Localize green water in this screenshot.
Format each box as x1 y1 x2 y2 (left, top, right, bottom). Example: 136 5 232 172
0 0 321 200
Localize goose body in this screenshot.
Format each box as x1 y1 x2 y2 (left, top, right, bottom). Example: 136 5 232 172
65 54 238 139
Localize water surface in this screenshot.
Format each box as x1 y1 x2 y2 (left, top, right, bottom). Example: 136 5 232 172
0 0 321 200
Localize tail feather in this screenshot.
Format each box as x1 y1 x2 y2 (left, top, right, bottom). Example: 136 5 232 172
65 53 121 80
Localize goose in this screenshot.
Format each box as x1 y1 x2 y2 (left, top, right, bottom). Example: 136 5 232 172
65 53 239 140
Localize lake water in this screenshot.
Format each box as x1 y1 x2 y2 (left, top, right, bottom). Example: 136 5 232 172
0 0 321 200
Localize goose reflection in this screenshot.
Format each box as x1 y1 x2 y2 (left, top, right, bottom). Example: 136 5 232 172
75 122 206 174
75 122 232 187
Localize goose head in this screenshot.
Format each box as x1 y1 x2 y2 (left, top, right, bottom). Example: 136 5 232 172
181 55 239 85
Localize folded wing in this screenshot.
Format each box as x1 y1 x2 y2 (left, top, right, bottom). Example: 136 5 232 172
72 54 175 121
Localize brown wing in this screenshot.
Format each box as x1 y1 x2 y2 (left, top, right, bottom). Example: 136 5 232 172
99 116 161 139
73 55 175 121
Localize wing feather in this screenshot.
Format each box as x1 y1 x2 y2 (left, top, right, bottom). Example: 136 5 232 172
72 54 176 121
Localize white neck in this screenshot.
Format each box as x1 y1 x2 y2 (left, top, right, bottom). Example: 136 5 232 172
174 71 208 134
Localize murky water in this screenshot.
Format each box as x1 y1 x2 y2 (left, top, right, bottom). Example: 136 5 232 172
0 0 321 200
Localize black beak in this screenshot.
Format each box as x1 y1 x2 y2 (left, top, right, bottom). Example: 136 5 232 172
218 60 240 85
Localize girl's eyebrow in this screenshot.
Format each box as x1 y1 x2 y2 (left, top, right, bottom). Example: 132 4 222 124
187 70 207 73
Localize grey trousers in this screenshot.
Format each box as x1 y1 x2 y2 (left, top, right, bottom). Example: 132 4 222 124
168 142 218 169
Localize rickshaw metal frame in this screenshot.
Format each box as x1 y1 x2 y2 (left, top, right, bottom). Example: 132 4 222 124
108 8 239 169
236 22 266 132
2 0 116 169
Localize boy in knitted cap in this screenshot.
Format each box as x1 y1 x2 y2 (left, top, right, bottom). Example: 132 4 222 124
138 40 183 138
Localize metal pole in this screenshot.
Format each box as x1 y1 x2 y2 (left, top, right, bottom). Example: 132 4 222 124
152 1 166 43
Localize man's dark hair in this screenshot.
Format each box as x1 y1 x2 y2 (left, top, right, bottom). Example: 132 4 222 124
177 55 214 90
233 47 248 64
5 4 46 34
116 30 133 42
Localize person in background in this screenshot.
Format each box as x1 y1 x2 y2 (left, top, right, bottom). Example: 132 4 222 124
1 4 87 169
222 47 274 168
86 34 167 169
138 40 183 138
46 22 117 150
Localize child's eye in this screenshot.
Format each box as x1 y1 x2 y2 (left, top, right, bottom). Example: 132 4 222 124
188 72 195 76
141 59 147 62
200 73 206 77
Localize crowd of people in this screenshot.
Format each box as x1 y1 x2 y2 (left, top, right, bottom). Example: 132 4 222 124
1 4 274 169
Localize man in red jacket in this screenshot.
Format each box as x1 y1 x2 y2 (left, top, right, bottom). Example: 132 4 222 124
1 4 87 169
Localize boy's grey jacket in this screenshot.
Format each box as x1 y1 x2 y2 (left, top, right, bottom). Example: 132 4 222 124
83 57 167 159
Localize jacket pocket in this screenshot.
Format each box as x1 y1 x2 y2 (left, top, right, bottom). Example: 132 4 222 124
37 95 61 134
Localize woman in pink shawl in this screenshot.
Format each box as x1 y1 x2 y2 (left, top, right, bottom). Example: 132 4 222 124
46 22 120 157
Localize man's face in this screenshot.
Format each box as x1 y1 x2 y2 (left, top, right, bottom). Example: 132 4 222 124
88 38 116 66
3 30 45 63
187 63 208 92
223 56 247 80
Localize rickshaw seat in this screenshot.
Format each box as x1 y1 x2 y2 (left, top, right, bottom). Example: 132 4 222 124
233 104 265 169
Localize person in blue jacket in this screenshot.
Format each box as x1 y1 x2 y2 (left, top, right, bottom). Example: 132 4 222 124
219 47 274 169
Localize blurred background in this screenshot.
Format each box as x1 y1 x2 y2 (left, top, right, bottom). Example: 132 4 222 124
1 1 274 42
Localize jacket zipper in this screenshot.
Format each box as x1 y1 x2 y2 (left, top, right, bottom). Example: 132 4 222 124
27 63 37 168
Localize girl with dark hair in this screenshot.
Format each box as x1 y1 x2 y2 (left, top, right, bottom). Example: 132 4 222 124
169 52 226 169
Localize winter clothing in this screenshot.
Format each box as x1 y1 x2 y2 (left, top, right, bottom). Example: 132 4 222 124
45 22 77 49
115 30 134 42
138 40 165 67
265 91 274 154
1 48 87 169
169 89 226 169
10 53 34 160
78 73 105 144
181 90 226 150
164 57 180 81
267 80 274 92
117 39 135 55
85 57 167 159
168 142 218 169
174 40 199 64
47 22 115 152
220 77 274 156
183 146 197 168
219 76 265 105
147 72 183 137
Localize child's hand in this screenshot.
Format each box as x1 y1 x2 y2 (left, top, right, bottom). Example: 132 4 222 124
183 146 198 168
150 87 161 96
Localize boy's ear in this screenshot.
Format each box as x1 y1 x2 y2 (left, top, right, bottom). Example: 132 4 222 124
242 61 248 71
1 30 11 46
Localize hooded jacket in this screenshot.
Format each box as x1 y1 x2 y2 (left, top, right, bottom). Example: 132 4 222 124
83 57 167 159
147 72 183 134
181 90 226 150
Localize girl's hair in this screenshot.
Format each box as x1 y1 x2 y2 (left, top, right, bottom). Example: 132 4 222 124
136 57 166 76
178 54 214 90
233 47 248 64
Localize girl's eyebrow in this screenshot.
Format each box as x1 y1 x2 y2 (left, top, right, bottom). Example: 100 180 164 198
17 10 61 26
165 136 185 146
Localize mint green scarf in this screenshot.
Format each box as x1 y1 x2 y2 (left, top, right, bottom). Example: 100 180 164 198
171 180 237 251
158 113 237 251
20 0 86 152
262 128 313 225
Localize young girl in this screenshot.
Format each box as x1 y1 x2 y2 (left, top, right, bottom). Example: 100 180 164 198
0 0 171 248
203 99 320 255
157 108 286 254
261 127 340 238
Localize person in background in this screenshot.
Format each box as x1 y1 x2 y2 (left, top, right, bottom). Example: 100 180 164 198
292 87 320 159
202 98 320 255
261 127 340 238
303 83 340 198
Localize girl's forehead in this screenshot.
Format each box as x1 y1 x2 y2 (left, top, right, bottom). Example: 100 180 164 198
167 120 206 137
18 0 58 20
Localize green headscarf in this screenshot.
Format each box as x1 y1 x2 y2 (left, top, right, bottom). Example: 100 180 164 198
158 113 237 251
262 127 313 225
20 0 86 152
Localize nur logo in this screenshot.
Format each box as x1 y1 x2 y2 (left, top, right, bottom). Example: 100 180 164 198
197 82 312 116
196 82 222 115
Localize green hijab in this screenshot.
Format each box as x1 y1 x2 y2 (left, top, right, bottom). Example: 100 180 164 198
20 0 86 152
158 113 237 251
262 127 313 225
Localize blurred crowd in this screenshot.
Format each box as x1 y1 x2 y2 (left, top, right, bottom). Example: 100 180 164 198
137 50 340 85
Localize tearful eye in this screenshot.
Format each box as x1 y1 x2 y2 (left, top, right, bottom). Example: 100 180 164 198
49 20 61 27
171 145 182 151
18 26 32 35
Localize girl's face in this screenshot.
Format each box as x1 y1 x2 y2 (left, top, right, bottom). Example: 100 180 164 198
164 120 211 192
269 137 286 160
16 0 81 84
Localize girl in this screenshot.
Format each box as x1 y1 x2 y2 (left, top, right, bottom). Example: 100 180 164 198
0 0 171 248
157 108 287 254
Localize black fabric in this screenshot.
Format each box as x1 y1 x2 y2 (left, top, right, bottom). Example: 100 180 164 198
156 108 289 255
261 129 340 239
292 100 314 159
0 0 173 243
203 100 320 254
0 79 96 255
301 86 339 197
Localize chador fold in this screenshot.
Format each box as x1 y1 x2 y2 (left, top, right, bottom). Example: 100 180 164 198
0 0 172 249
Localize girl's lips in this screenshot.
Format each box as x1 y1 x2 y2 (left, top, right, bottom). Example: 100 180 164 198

※ ※ ※

[STATED TASK] Rewrite the lines above as a numbered list, leaving out any blank lines, and cover only the lines from the one containing "Localize white neck in this screenshot." through the one containing "174 71 208 134", with both of those included.

[THE ANSWER]
1. Localize white neck in this screenshot.
2. Format each box as x1 y1 x2 y2 (left, top, right, bottom). Example: 136 5 232 172
3. 174 71 208 134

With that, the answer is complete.